» **Aim**
Reproduce the material below verbatim, starting from its first line and stopping after the line that contains "[[[0,258],[4,543],[448,547],[447,234]]]".

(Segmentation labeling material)

>> Begin

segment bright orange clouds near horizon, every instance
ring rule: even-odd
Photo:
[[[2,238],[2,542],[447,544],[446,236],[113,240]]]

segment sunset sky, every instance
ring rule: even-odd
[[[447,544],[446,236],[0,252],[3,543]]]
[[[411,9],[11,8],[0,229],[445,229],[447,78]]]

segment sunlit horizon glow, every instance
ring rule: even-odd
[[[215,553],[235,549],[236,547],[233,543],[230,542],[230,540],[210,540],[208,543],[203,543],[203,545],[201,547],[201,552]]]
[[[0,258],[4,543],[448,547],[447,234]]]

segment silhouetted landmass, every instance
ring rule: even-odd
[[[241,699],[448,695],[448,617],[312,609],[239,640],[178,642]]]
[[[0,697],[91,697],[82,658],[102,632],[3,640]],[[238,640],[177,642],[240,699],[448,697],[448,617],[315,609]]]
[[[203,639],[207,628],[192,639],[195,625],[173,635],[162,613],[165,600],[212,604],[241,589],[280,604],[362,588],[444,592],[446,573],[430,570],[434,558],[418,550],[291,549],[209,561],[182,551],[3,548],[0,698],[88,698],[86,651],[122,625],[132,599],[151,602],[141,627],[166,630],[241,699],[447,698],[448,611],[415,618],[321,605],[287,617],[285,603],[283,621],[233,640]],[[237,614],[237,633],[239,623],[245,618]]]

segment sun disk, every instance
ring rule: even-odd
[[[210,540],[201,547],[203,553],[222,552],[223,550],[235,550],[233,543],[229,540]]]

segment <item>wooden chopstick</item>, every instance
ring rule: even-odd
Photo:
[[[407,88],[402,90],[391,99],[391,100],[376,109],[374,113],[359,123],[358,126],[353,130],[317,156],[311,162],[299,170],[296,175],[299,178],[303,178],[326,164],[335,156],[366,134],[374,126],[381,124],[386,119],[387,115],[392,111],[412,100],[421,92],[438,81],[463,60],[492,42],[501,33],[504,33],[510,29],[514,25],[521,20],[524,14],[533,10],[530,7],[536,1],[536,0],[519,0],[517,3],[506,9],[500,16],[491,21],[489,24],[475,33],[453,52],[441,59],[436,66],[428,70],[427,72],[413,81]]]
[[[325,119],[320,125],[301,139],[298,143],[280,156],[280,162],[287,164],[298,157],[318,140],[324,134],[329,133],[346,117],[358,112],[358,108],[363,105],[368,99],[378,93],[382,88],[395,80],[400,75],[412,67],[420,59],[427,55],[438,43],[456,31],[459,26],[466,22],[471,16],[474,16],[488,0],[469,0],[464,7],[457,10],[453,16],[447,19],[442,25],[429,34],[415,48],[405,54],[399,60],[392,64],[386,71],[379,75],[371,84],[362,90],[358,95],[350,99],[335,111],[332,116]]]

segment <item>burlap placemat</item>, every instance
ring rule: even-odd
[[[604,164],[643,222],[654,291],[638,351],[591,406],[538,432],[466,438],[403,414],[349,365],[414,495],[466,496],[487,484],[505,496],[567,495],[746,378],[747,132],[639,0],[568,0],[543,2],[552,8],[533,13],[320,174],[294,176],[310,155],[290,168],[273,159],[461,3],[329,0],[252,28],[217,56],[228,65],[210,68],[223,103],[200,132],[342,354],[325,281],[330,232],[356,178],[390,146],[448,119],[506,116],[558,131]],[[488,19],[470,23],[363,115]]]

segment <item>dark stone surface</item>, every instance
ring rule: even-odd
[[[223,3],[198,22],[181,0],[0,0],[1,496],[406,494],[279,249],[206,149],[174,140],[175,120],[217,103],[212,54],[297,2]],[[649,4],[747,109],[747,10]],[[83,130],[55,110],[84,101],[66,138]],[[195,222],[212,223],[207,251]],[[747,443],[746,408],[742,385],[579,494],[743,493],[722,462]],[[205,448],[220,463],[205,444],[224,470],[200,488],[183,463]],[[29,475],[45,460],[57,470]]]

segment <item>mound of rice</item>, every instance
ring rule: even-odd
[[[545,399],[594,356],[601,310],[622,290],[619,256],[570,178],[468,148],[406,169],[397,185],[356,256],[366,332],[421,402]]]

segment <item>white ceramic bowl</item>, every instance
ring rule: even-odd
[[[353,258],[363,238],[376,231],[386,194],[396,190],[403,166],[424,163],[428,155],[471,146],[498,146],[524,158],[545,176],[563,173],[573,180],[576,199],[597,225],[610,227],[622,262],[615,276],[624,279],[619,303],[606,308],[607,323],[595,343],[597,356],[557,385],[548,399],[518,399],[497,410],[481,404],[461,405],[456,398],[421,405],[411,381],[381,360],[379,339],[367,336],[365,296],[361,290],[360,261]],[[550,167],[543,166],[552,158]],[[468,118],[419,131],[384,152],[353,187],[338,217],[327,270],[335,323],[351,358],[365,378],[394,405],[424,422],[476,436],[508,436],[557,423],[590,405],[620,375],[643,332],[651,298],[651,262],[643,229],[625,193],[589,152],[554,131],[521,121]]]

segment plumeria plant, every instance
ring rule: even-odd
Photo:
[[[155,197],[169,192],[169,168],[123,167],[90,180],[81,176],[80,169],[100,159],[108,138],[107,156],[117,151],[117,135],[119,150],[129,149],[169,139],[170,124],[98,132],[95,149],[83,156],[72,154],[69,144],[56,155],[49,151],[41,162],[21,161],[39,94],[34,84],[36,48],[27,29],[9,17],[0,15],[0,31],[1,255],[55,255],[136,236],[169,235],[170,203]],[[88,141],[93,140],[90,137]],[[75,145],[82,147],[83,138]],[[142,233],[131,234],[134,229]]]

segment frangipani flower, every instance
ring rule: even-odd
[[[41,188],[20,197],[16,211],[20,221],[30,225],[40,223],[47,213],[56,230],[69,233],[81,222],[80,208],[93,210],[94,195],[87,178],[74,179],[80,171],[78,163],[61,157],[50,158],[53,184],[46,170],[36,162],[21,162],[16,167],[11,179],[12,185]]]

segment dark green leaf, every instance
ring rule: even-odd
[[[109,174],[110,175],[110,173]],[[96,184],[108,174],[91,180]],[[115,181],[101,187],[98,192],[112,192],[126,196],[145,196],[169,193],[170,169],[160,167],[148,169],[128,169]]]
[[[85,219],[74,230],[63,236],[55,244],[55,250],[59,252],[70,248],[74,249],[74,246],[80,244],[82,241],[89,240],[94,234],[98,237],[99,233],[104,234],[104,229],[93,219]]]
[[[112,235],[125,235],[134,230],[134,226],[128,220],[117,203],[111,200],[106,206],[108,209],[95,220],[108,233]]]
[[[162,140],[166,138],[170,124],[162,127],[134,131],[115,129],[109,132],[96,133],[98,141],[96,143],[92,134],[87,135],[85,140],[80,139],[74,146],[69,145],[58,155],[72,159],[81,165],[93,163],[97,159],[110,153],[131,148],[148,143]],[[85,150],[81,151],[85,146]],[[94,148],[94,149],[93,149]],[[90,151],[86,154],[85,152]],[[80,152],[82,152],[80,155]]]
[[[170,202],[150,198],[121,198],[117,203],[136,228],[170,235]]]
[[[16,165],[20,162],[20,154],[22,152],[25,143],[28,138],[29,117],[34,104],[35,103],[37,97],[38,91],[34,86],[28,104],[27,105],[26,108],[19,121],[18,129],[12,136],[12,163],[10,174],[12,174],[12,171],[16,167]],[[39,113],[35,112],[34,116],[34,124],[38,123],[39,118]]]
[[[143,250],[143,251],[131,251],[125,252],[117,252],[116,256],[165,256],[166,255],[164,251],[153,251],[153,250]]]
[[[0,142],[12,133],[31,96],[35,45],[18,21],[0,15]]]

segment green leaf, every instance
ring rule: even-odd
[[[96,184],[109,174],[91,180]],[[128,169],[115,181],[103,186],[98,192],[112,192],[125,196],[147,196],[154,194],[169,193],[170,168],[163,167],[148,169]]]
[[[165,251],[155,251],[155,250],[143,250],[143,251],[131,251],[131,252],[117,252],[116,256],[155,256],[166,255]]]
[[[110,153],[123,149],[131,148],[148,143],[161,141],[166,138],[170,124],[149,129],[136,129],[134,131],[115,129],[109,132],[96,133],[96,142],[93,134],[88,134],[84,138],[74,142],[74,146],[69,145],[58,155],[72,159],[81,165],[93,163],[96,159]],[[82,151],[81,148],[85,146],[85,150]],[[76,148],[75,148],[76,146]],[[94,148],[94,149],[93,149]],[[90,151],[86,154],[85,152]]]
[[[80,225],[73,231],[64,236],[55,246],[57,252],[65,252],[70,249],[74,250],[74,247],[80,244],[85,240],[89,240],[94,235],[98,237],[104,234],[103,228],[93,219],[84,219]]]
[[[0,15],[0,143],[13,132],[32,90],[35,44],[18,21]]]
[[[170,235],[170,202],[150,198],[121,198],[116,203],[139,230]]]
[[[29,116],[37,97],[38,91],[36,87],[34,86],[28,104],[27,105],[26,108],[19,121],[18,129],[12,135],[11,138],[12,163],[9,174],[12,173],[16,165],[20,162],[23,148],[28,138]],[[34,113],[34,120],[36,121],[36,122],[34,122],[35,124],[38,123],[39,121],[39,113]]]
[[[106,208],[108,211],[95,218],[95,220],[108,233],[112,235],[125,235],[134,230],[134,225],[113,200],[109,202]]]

>> End

» **Solution to the exercise**
segment bright orange clouds near horizon, every instance
ring rule: even-odd
Photo:
[[[2,238],[2,542],[447,544],[446,236],[113,240]]]

segment sunset sky, every instance
ring rule: even-odd
[[[447,544],[446,236],[0,252],[3,543]]]
[[[411,9],[11,8],[0,229],[445,229],[447,78]]]

segment sunlit horizon glow, every instance
ring rule: even-odd
[[[215,553],[235,549],[236,547],[233,543],[230,542],[230,540],[210,540],[208,543],[203,543],[203,545],[201,547],[201,552]]]
[[[0,258],[4,543],[448,547],[447,234]]]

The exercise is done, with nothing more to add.